» What the task asks
Exactly reproduce the lines beginning with the line that includes "instance of the sky" and ending with the last line of the data.

» Records for the task
-- begin --

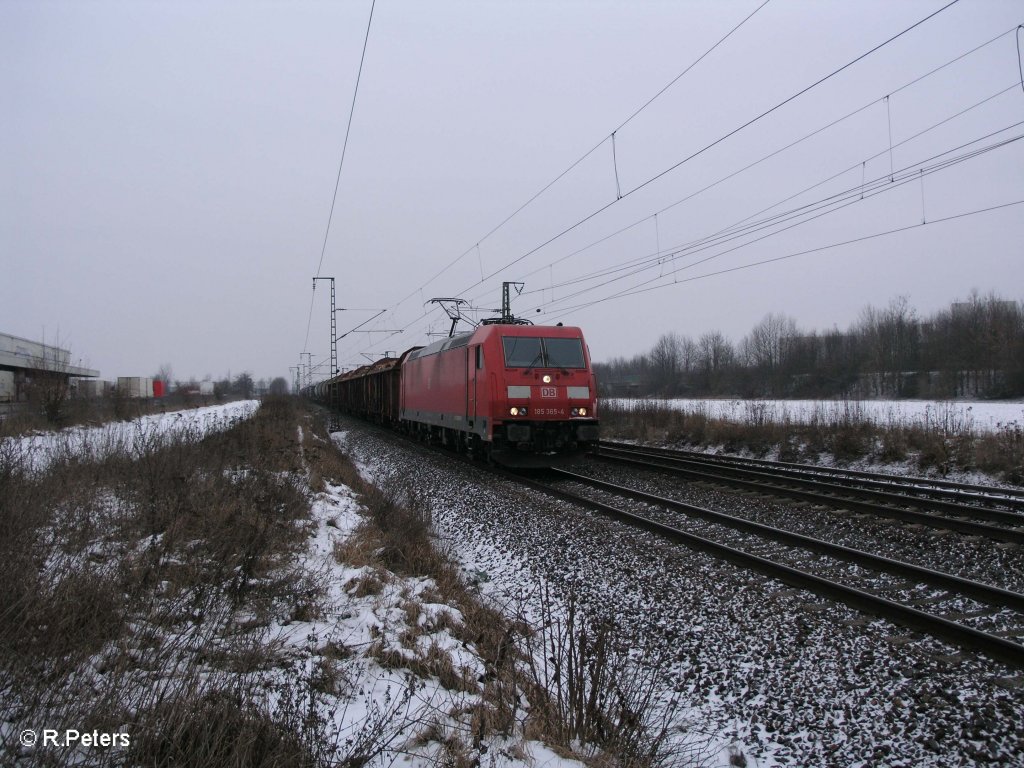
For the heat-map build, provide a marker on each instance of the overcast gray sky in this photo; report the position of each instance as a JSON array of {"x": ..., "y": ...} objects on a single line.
[{"x": 168, "y": 169}]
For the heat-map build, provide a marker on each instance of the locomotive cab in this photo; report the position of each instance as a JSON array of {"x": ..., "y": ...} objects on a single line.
[{"x": 546, "y": 404}]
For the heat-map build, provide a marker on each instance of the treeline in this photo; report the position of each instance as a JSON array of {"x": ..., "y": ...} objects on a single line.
[{"x": 973, "y": 348}]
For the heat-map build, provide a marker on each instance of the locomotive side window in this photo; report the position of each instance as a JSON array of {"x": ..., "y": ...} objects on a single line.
[
  {"x": 526, "y": 351},
  {"x": 563, "y": 353},
  {"x": 522, "y": 351}
]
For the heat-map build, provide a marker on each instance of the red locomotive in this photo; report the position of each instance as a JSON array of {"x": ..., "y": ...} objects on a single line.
[{"x": 518, "y": 394}]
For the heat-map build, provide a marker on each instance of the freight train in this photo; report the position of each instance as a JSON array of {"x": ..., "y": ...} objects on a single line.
[{"x": 514, "y": 394}]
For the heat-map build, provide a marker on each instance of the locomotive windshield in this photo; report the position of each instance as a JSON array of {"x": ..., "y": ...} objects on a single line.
[{"x": 530, "y": 351}]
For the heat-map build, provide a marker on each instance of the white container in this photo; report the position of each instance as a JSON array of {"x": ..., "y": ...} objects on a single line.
[{"x": 135, "y": 386}]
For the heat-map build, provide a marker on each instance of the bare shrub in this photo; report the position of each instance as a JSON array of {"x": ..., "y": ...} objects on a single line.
[{"x": 587, "y": 687}]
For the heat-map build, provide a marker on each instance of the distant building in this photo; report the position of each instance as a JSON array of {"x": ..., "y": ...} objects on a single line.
[{"x": 24, "y": 363}]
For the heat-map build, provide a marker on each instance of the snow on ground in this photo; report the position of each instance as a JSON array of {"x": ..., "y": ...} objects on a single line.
[
  {"x": 947, "y": 415},
  {"x": 771, "y": 676},
  {"x": 90, "y": 443},
  {"x": 367, "y": 613}
]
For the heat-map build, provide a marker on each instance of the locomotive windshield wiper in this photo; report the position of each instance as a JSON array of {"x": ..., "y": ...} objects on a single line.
[{"x": 538, "y": 359}]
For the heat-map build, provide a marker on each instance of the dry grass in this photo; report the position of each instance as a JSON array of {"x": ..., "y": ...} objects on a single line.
[
  {"x": 124, "y": 580},
  {"x": 943, "y": 443}
]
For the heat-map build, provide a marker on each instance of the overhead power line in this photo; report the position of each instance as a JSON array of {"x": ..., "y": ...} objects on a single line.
[
  {"x": 337, "y": 182},
  {"x": 717, "y": 141},
  {"x": 641, "y": 290},
  {"x": 582, "y": 158}
]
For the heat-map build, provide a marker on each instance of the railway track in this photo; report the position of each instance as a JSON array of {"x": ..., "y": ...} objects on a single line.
[
  {"x": 973, "y": 510},
  {"x": 974, "y": 615}
]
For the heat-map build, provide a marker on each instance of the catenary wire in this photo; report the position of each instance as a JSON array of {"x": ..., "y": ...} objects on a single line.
[{"x": 341, "y": 163}]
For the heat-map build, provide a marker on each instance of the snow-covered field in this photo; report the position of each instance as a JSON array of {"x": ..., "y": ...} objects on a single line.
[
  {"x": 94, "y": 442},
  {"x": 768, "y": 676},
  {"x": 946, "y": 415}
]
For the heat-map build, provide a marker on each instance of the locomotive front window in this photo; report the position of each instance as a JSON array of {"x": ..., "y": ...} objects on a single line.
[
  {"x": 522, "y": 351},
  {"x": 563, "y": 353},
  {"x": 527, "y": 351}
]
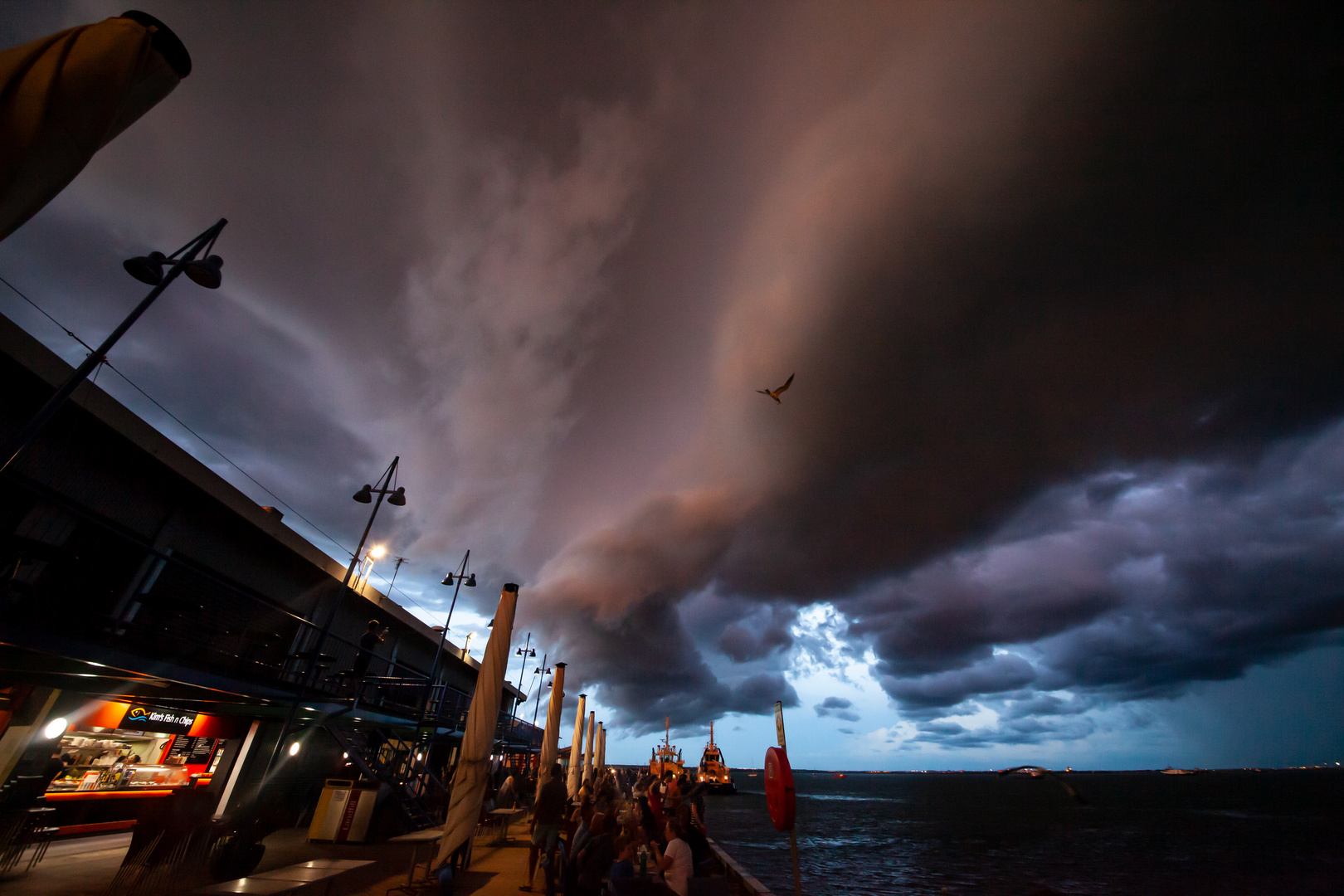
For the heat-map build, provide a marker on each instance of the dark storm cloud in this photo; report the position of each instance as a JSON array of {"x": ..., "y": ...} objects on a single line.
[
  {"x": 644, "y": 666},
  {"x": 940, "y": 691},
  {"x": 743, "y": 644},
  {"x": 951, "y": 735},
  {"x": 838, "y": 707},
  {"x": 1051, "y": 277},
  {"x": 1138, "y": 264},
  {"x": 1124, "y": 586}
]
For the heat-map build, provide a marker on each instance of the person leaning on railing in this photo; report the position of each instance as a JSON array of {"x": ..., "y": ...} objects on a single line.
[{"x": 676, "y": 861}]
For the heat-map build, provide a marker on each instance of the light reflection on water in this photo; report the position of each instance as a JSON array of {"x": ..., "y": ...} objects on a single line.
[{"x": 981, "y": 833}]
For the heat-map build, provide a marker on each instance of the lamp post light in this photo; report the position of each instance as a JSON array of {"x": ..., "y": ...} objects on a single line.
[
  {"x": 527, "y": 653},
  {"x": 541, "y": 670},
  {"x": 455, "y": 583},
  {"x": 147, "y": 269},
  {"x": 397, "y": 497}
]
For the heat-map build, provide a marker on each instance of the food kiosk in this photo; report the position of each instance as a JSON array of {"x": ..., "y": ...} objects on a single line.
[{"x": 121, "y": 755}]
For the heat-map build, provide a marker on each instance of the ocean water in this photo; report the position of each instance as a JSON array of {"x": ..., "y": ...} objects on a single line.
[{"x": 1137, "y": 832}]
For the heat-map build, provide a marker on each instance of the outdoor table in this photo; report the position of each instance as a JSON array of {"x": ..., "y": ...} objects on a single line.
[
  {"x": 256, "y": 885},
  {"x": 342, "y": 864},
  {"x": 504, "y": 817},
  {"x": 299, "y": 872},
  {"x": 427, "y": 835}
]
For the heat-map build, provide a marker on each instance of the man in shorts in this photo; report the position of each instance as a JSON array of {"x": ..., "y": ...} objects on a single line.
[{"x": 548, "y": 813}]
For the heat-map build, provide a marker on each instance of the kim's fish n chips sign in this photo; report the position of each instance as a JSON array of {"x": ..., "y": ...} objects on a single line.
[{"x": 169, "y": 722}]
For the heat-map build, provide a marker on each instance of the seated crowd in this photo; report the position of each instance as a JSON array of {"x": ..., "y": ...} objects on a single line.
[{"x": 621, "y": 829}]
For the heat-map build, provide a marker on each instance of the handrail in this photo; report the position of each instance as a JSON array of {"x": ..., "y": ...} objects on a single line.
[{"x": 733, "y": 871}]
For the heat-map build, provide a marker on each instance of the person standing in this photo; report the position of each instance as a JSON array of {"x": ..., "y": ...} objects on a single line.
[
  {"x": 368, "y": 642},
  {"x": 548, "y": 813},
  {"x": 675, "y": 863}
]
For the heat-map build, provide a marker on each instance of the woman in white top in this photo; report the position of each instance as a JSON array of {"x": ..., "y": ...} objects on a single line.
[{"x": 675, "y": 863}]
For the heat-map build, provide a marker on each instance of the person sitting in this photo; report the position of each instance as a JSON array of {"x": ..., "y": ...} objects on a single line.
[
  {"x": 624, "y": 865},
  {"x": 505, "y": 798},
  {"x": 650, "y": 826},
  {"x": 655, "y": 802},
  {"x": 702, "y": 857},
  {"x": 675, "y": 861},
  {"x": 594, "y": 861}
]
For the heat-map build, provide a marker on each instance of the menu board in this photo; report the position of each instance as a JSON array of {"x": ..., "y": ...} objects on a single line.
[{"x": 194, "y": 750}]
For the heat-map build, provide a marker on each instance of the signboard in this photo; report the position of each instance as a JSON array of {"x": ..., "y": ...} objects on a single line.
[
  {"x": 195, "y": 751},
  {"x": 168, "y": 722},
  {"x": 778, "y": 789}
]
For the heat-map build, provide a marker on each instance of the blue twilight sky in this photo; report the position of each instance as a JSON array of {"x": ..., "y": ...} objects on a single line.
[{"x": 1060, "y": 475}]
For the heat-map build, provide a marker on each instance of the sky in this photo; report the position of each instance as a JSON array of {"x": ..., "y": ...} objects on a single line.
[{"x": 1060, "y": 475}]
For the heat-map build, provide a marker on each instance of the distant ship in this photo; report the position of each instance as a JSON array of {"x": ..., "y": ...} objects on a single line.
[
  {"x": 714, "y": 772},
  {"x": 665, "y": 757}
]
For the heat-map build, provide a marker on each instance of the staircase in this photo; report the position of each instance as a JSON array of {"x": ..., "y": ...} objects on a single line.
[{"x": 382, "y": 757}]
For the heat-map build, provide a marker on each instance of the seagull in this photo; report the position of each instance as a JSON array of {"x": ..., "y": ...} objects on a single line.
[{"x": 777, "y": 392}]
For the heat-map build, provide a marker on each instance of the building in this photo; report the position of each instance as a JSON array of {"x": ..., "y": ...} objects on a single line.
[{"x": 166, "y": 616}]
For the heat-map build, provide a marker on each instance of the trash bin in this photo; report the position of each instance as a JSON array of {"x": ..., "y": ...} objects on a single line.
[{"x": 343, "y": 811}]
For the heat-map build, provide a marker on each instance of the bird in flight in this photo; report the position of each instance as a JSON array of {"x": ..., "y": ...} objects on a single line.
[{"x": 777, "y": 392}]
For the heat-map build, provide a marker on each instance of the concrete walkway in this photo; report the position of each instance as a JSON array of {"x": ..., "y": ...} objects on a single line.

-- end --

» Exercise output
For the heat-map build, provide a marker on each instance of the sky in this photo; report the position of each instance as a JSON array of {"x": ..., "y": ...} objects on a single line.
[{"x": 1060, "y": 475}]
For the heat-map build, provide a marker on each instance of the distant ship in this photo; report the position of each instance as a JSON array of {"x": ..., "y": ...} objects on a single line.
[
  {"x": 714, "y": 772},
  {"x": 665, "y": 757}
]
For the heat-map build, provide a marker on each instance of the staircase in this photo; report the position of each instance as a JSON array of {"x": ..., "y": ...} objects on a single line.
[{"x": 382, "y": 757}]
For the heat-map build, provide a marker on each instance of the seagull in this photo; report the position of each instance as a JSON array of {"x": ..., "y": ...} objects on a single line.
[{"x": 777, "y": 392}]
For the heat-map build, provide a marker on each instance of the building in this photo; report the position of each instance as a JSON array of {"x": ..., "y": ...} objects on a single line.
[{"x": 166, "y": 616}]
For the heat-map build, provide a marker on each instance of the trash bin in this photo; report the position of each instance as a JSON array of {"x": ..., "y": ...} objects on a single line.
[{"x": 343, "y": 811}]
For the heat-map build, provide a marker on each instance of the bird in flight in this photo; report the position of each instance as a JSON array of {"x": ..., "y": ...} objects on a single line.
[{"x": 777, "y": 392}]
For the heat-map build, provide a marker on each instance of the concrete walkway in this photo; report the position of each instance as a JSON array of {"x": ..., "y": ...} objects on a single line.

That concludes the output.